# Required action
Go through the data and copy each line where the string "positive" appears.

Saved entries
--

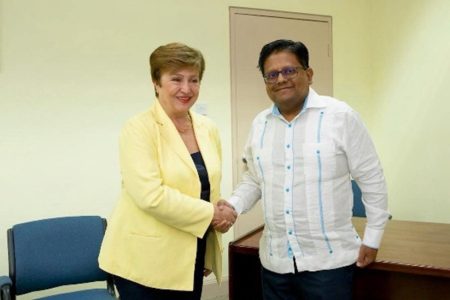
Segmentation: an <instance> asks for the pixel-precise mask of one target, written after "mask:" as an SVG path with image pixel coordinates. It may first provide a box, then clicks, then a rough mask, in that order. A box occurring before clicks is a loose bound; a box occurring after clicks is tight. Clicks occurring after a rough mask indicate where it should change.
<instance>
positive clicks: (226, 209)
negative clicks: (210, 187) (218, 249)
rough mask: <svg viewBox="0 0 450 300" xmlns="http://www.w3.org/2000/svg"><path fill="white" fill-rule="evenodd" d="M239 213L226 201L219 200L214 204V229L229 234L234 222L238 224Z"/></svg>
mask: <svg viewBox="0 0 450 300" xmlns="http://www.w3.org/2000/svg"><path fill="white" fill-rule="evenodd" d="M236 218H237V213H236V211H235V210H234V207H233V206H231V204H229V203H228V202H226V201H225V200H219V202H217V204H214V216H213V219H212V221H211V225H212V227H213V228H214V229H215V230H217V231H219V232H222V233H225V232H227V231H228V230H229V229H230V227H231V226H233V224H234V222H236Z"/></svg>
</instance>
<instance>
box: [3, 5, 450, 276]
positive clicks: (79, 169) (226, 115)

--

# Result
positive clicks: (226, 209)
positive clicks: (79, 169) (226, 115)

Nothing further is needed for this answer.